### Exercise prompt
Exactly as written, transcribe each record below.

### Records to process
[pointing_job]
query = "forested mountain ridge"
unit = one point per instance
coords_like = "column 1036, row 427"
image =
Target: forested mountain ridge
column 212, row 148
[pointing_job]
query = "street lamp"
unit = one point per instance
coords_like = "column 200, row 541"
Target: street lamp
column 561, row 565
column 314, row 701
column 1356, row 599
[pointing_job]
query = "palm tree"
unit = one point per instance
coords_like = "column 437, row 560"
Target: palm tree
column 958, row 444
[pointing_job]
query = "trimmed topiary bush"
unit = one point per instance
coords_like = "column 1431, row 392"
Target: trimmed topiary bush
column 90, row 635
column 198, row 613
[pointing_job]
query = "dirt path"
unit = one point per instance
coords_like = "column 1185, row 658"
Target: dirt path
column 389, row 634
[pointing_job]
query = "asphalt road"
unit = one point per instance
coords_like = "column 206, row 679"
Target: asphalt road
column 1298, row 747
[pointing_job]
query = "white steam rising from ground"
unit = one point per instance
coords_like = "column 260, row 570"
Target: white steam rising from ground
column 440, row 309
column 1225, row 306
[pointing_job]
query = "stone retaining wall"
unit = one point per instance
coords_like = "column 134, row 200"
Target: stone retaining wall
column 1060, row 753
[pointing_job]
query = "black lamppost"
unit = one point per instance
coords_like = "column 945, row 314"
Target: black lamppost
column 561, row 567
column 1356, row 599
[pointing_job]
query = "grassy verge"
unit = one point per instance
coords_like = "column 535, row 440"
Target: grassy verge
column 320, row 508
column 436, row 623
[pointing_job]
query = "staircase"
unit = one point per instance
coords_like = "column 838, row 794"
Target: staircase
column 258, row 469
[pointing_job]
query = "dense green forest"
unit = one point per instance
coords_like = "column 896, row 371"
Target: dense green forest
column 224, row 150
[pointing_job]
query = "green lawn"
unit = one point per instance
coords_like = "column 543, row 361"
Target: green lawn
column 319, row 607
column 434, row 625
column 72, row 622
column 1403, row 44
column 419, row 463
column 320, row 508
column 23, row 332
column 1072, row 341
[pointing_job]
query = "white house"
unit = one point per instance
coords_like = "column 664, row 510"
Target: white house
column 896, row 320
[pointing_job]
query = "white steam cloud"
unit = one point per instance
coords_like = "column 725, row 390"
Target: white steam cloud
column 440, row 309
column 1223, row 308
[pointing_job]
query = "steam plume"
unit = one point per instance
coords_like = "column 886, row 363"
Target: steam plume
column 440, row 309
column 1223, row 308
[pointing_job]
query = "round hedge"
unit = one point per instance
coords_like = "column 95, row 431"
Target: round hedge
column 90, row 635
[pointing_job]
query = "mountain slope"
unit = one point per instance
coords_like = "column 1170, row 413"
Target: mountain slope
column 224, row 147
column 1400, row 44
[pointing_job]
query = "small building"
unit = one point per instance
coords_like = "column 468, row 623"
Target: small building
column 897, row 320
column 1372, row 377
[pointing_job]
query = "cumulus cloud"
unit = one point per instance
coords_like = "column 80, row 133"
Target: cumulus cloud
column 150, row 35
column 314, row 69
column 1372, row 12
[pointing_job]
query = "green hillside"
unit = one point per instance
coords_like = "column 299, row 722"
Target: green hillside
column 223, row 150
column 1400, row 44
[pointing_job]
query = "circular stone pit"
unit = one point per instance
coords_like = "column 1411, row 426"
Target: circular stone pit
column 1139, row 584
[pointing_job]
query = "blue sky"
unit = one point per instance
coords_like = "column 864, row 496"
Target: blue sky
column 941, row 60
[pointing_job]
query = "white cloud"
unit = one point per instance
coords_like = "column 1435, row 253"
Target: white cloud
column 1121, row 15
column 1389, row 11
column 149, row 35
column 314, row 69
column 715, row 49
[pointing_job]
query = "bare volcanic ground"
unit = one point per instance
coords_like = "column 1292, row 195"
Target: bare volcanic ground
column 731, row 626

### Your solution
[pointing_job]
query = "forested mountain ridge"
unit = one point per instance
coords_like = "column 1036, row 427"
image =
Target: forested mountain ridge
column 212, row 148
[pointing_job]
query = "street lamp"
unit = one point per instance
coords_like = "column 200, row 541"
Target: street lamp
column 561, row 565
column 314, row 701
column 1356, row 599
[pointing_job]
query = "palm tree"
unit = one point per instance
coords_like = "column 437, row 560"
Target: palm tree
column 958, row 444
[pointing_job]
query = "trimmed topiary bush"
unit = one point per instance
coords_like = "column 1431, row 392"
Target: trimmed topiary bush
column 90, row 635
column 198, row 613
[pointing_job]
query = "dirt path"
unit = one point per instance
coords_like = "column 1185, row 658"
Target: dirt path
column 389, row 634
[pointing_job]
query = "asphalt road"
unit = one point per instance
coords_like = "column 206, row 679"
Target: asphalt road
column 1298, row 747
[pointing_job]
query = "white steam rising from ground"
unit = one point per instance
coords_like = "column 260, row 570"
Target: white steam rising from ground
column 440, row 309
column 1225, row 306
[pointing_job]
query = "stone retaining wall"
unit = one point per instance
coords_like = "column 134, row 200"
Target: stone retaining wall
column 1060, row 753
[pointing_job]
query = "black lamppost"
unit = one point per instance
coords_like = "column 945, row 314"
Target: black lamppost
column 561, row 567
column 1356, row 599
[pointing_job]
query = "grassy verge"
unit = one point per instance
coords_like = "column 535, row 440"
Target: grassy verge
column 320, row 508
column 436, row 623
[pointing_job]
query = "staircase"
unit = one point per instance
coords_like = "column 838, row 794"
Target: staircase
column 258, row 469
[pointing_job]
query = "dense green forest"
unit = one point per instance
coords_like = "column 896, row 371"
Target: dense green forest
column 224, row 150
[pointing_job]
query = "green lawn"
unit = one point per instance
coords_like = "column 543, row 361"
Target: green lawn
column 319, row 607
column 434, row 625
column 72, row 622
column 1403, row 44
column 419, row 463
column 320, row 508
column 23, row 332
column 1072, row 341
[pointing_job]
query = "white house"
unit = one point per instance
coords_like = "column 664, row 510"
Target: white house
column 896, row 320
[pointing_job]
query = "white steam cloud"
unit = one point per instance
coords_like = "column 725, row 390"
Target: white steam cloud
column 440, row 309
column 1223, row 308
[pointing_job]
query = "steam plume"
unit = one point per instance
coords_like = "column 886, row 363"
Target: steam plume
column 440, row 309
column 1223, row 308
[pointing_job]
query = "round hedge"
unit = one point per instance
coords_like = "column 95, row 431"
Target: round hedge
column 90, row 635
[pointing_job]
query = "mountain slope"
unit = one point per instance
coords_like = "column 1170, row 413"
Target: mountain slope
column 224, row 147
column 1400, row 44
[pointing_job]
query = "small building"
unit = one point per instance
coords_like = "column 468, row 623"
Target: small building
column 897, row 320
column 1372, row 377
[pointing_job]
query = "cumulus cloud"
unit = one point per instance
coords_like = "column 80, row 133"
Target: cumulus cloud
column 150, row 35
column 314, row 69
column 1372, row 12
[pointing_job]
query = "green hillside"
unit = one point per instance
coords_like = "column 299, row 722"
Target: green hillside
column 223, row 150
column 1400, row 44
[pointing_job]
query = "circular stone pit"
unit = one point per instance
coords_like = "column 1411, row 426"
Target: circular stone pit
column 1139, row 584
[pointing_job]
query = "blue sky"
unit = one point per instance
coords_like = "column 864, row 496"
Target: blue sky
column 941, row 60
[pointing_job]
query = "white cloud"
unit = one point per instance
coords_like = "column 1435, row 253"
Target: white cloud
column 1121, row 15
column 1389, row 11
column 149, row 35
column 314, row 69
column 715, row 49
[pointing_job]
query = "bare volcanic ground"
unit = one point per instance
coords_like = "column 1292, row 195"
Target: bare volcanic ground
column 731, row 626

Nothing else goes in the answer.